D’abord, la grande vulnérabilité des sociétés démocratiques face à ce genre de situation. Quand la haine se déguise en humour, quand le rire devient obscène, quand l’abjection se drape dans la liberté d’expression, cette fragilité devient visible. Relative, sans doute, car il existe effectivement un arsenal de lois. Mais malgré tout fragilité réelle, si l’opinion commence à vaciller.
Des républiques s’effondrent sous les effets conjugués de crises et d’idées meurtrières
L’histoire du XXe siècle a montré comment des républiques s’effondrent comme château de cartes, sous les effets conjugués de crises et d’idées meurtrières. A présent, le risque et l’abjection se démultiplient impunément par viralisation numérique. Les garde-fous officiels, indispensables, se révèlent friables.
En réalité, le point central ne concerne ni les procédures, ni même les principes. Il réside dans les consciences. A quoi la République, faite de nous tous, accepte-t-elle de consentir ? Quel degré d’attachement collectif subsiste envers l’incarnation de l’égalité, de la dignité, de la fraternité ? Pour beaucoup, heureusement, ce sont encore et toujours des idéaux pratiques, vers lesquels il nous appartient de cheminer sans cesse. Mais, pour d’autres, dont le nombre aujourd’hui augmente, ce ne sont plus que des mots, voire des pièges, dont il conviendrait de ne plus être dupe.
• • • •
▸ TÂCHES À RÉALISER:
1. Résumez en trois phrases le texte sur la fragilité des démocraties.
2. Dans le texte sur la fragilité des démocraties, reprenez le passage commençant par « D’abord, la grande » et allant jusqu'à « commence à vaciller. », en remplaçant « fragilité » par « faiblesse ».
Les enregistrements ci-après n'ont aucun rapport avec le texte à analyser.
• • • •
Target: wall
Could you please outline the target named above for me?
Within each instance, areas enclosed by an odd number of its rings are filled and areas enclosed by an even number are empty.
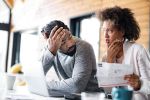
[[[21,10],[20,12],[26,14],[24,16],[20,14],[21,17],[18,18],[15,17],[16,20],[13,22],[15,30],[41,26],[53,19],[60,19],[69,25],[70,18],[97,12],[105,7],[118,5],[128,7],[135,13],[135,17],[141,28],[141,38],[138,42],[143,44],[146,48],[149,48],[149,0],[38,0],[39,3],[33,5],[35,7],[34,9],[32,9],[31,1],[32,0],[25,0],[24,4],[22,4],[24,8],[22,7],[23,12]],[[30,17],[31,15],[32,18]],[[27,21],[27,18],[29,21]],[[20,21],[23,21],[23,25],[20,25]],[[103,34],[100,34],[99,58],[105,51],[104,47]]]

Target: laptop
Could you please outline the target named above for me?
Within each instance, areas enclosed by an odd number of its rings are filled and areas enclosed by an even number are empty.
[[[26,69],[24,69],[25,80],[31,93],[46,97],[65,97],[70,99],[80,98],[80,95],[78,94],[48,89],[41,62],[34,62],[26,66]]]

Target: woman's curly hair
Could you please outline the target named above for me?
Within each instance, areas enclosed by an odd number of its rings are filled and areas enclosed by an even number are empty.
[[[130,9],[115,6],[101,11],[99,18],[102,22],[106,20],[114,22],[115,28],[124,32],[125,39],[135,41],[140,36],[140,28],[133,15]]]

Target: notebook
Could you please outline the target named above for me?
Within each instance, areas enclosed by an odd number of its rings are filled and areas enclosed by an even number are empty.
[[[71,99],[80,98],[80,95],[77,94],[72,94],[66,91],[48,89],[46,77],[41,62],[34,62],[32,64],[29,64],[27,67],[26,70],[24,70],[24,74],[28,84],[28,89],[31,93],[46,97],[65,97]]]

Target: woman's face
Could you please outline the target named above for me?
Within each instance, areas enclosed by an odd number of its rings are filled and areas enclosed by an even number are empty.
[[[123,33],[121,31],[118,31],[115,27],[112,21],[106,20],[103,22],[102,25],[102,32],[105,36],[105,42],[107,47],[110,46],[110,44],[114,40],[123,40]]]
• • • •
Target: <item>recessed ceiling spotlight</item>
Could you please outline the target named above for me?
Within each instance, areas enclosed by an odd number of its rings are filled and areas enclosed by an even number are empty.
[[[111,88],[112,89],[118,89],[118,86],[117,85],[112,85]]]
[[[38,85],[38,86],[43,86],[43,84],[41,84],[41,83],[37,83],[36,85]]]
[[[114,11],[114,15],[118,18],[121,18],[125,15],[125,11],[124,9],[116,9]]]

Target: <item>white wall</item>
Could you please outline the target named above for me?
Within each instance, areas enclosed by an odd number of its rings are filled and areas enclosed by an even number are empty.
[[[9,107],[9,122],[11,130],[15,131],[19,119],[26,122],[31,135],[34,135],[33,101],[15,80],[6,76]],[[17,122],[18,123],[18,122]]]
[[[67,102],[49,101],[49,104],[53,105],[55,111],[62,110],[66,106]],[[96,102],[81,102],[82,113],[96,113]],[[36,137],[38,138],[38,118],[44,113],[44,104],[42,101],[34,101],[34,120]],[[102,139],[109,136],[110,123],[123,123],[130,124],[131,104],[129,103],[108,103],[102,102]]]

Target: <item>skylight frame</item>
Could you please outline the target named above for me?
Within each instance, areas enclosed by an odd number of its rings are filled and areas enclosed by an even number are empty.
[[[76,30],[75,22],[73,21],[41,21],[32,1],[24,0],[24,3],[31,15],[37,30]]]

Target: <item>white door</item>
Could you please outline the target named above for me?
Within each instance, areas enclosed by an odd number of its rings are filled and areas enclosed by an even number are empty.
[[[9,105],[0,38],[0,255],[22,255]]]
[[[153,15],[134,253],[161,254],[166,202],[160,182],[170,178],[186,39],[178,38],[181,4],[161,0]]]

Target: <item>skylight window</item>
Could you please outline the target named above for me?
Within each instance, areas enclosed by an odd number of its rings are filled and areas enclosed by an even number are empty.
• • • •
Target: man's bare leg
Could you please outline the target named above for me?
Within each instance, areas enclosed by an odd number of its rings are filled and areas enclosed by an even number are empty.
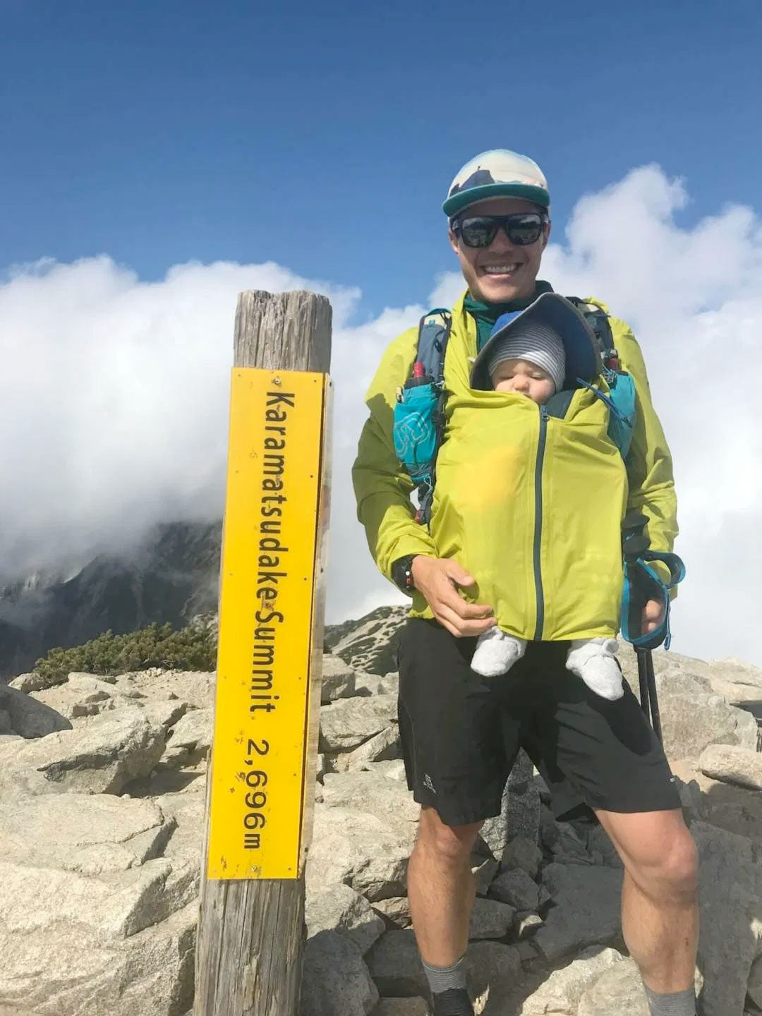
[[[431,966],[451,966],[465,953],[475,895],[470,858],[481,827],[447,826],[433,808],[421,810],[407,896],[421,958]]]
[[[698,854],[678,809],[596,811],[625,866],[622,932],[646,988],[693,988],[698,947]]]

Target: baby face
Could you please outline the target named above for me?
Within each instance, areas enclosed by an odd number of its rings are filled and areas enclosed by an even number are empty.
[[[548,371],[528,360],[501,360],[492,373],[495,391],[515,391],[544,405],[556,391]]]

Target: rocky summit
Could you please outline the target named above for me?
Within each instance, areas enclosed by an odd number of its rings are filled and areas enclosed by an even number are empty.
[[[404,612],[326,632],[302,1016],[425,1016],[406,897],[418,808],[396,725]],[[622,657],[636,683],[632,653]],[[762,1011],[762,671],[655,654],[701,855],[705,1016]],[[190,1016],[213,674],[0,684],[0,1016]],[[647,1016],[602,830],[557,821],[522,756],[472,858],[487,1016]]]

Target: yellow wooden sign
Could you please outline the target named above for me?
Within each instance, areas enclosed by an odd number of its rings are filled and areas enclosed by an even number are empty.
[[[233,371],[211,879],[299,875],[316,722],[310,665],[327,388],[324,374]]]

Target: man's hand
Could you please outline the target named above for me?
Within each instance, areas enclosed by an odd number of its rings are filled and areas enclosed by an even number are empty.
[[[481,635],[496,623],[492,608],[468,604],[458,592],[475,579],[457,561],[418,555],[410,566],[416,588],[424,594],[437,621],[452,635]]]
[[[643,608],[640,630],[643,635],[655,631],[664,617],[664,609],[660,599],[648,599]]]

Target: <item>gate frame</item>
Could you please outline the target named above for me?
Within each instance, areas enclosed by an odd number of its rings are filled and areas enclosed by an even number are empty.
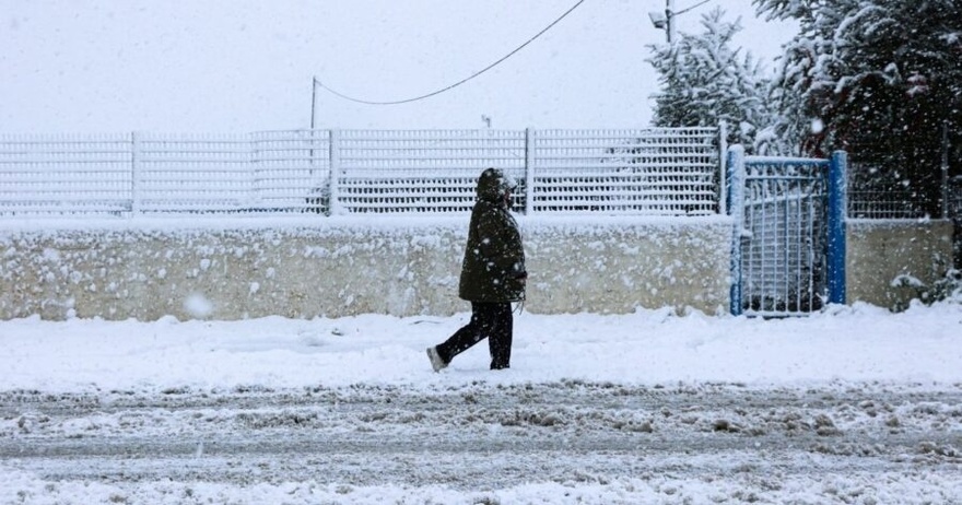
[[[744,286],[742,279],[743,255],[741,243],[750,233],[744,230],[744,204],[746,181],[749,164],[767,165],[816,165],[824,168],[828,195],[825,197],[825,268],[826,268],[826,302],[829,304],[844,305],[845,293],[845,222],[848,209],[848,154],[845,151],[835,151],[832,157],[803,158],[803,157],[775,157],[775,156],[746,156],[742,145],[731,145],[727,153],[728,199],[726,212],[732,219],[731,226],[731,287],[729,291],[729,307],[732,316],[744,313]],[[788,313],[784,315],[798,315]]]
• • • •
▸ RÉPONSES AUX TÂCHES:
1. Les sociétés démocratiques se révèlent très vulnérables lorsque la haine se déguise en humour ou se drape dans la liberté d'expression, malgré l'existence d'un arsenal de lois. L'histoire du XXe siècle a montré l'effondrement de républiques sous l'effet de crises et d'idées meurtrières, et la viralisation numérique démultiplie aujourd'hui le risque, face auquel les garde-fous officiels s'avèrent friables. L'enjeu central réside dans les consciences : beaucoup voient encore dans l'égalité, la dignité et la fraternité des idéaux pratiques, mais un nombre croissant n'y voit plus que des mots, voire des pièges.

2.
D’abord, la grande vulnérabilité des sociétés démocratiques face à ce genre de situation. Quand la haine se déguise en humour, quand le rire devient obscène, quand l’abjection se drape dans la liberté d’expression, cette faiblesse devient visible. Relative, sans doute, car il existe effectivement un arsenal de lois. Mais malgré tout faiblesse réelle, si l’opinion commence à vaciller.